#### Texte fourni
Dans un restaurant damasquin, en 2010, alors que je travaillais sur un projet culinaire en Syrie, j’ai demandé au serveur pourquoi dans le menu, ils spécifiaient le grammage des viandes.


Il m’a répondu qu’en Syrie, ils doivent servir exactement le poids signalé sur la carte. Au Liban, en revanche, on se demande souvent si on en a pour son argent. On paye un prix exorbitant pour engloutir parfois de la viande suspecte ! 
Pourtant, il y a à peine dix ans on pouvait se nourrir convenablement sans se ruiner. Au Liban, le concept de restauration fut motivé par l’envie de sortir de la ville, de son quotidien et de sa routine. 
Sans payer une fortune un malheureux plat de moghrabieh ou un micro mezzé le dimanche. Aujourd’hui, certains artisans intelligents résistent à augmenter leurs prix. Ils cuisinent avec goût tout en facturant des prix justes. La flambée de l’immobilier incite les autres à augmenter d’une façon démesurée leurs tarifs et habituant les consommateurs à acquitter des factures injustifiées.
Comment en sommes-nous arrivés là ? 

Je vous propose de vous raconter la petite histoire de l’évolution de la gastronomie au Liban. 

Dans les années 1930 et 1940, le pays était vert. Le béton n’avait pas encore grignoté tout l’espace urbain. Les lieux pour se poser et pique-niquer étaient nombreux. Les familles s’organisaient et remplissaient les paniers de victuailles qu’elles dégustaient paisiblement à l’orée des bois. Sous un arbre, à proximité d’une source qui servait non seulement à se rafraîchir, mais aussi de ‘frigo’ naturel. Les pastèques et boissons restaient trempées jusqu’à consommation. La source assurait l’approvisionnement en eau. Les fleuves, ces havres de paix devenaient cultes comme le fleuve de Berdawni qui attirait une foule hétéroclite les fins de semaine. La ville était parsemée de forêts et de bois. Aujourd’hui nous n’en gardons plus que les noms : Horch Tabet et Les Bois des Pins. Ce dernier espace fait de la résistance, tout autour le béton, telle une araignée, s’est emparé de Beyrouth.
A la croisée des chemins, Zahlé, important carrefour de la région, grouillait de monde. Citadins et campagnards se pressaient dans la plaine de la Békaa pour se détendre et savourer des plats préparés à la maison. De ce mélange des ‘genres’ naquit la culture du mezzé. Cette multitude de raviers constitués de chaud et de froid, de cru et de cuit, de petits plats à partager. A présent, le mezzé représente à l’étranger ’’l’art de manger libanais’’.
########
#### Liste
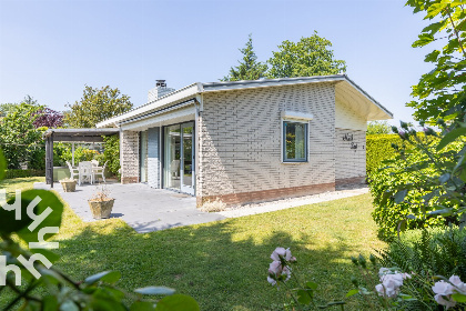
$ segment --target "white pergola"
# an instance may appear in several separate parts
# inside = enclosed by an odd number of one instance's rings
[[[120,129],[50,129],[43,134],[45,140],[45,183],[53,188],[53,142],[71,142],[72,165],[74,165],[74,143],[103,142],[103,137],[114,136]]]

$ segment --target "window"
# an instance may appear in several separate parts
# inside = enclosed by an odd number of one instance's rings
[[[307,162],[307,122],[283,121],[283,162]]]

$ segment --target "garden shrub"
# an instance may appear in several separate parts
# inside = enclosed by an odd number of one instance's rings
[[[366,136],[366,175],[378,169],[384,160],[395,157],[392,143],[399,144],[402,140],[397,134]]]
[[[381,263],[417,274],[455,274],[466,280],[465,238],[466,231],[458,227],[406,231],[379,253]]]
[[[415,136],[425,142],[425,148],[428,148],[435,157],[439,159],[447,157],[447,153],[435,150],[438,143],[437,138],[427,138],[418,133]],[[454,150],[460,147],[460,143],[456,143],[449,149],[455,152]],[[450,221],[456,222],[455,217],[445,219],[440,215],[427,214],[436,210],[436,199],[443,193],[438,185],[426,183],[426,175],[438,179],[442,174],[430,163],[429,156],[413,147],[402,149],[401,152],[394,149],[394,153],[398,156],[383,161],[382,167],[368,177],[371,193],[374,197],[372,215],[378,224],[378,237],[386,241],[396,237],[402,222],[406,229],[435,228]],[[445,204],[446,208],[450,207],[448,202]]]
[[[27,177],[44,177],[45,170],[7,170],[6,179],[27,178]]]

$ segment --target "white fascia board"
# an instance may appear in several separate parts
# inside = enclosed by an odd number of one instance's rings
[[[179,101],[185,100],[190,97],[195,97],[200,91],[202,91],[202,88],[200,88],[201,83],[193,83],[191,86],[184,87],[180,90],[176,90],[174,92],[171,92],[153,102],[146,103],[144,106],[141,106],[134,110],[131,110],[126,113],[120,114],[118,117],[113,117],[111,119],[104,120],[102,122],[99,122],[95,124],[97,128],[104,128],[109,126],[119,126],[120,122],[123,122],[125,120],[135,118],[140,114],[144,114],[148,112],[151,112],[156,109],[162,109],[165,107],[169,107],[171,104],[174,104]],[[202,87],[202,84],[201,84]]]
[[[264,79],[254,81],[235,81],[235,82],[213,82],[203,83],[204,92],[220,92],[229,90],[244,90],[244,89],[256,89],[256,88],[269,88],[269,87],[281,87],[281,86],[295,86],[295,84],[307,84],[307,83],[322,83],[322,82],[336,82],[346,80],[346,76],[323,76],[323,77],[305,77],[305,78],[284,78],[284,79]]]
[[[314,119],[314,116],[311,114],[311,113],[286,110],[286,111],[282,111],[282,118],[283,119],[292,119],[292,120],[310,121],[310,120]]]
[[[364,91],[359,86],[357,86],[355,82],[353,82],[353,80],[351,80],[350,78],[346,77],[346,82],[352,86],[353,88],[355,88],[357,91],[359,91],[359,93],[368,101],[371,101],[373,104],[375,104],[378,109],[381,109],[382,111],[384,111],[389,118],[388,119],[393,119],[393,112],[389,111],[388,109],[386,109],[385,107],[383,107],[378,101],[376,101],[375,99],[373,99],[368,93],[366,93],[366,91]]]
########
# [Consigne]
D'après le texte fourni, de quels anciens bois de Beyrouth ne conserve-t-on plus aujourd'hui que les noms ? Les lignes forment un matériau distinct du texte fourni.

# [Réponse attendue]
Horch Tabet et Les Bois des Pins.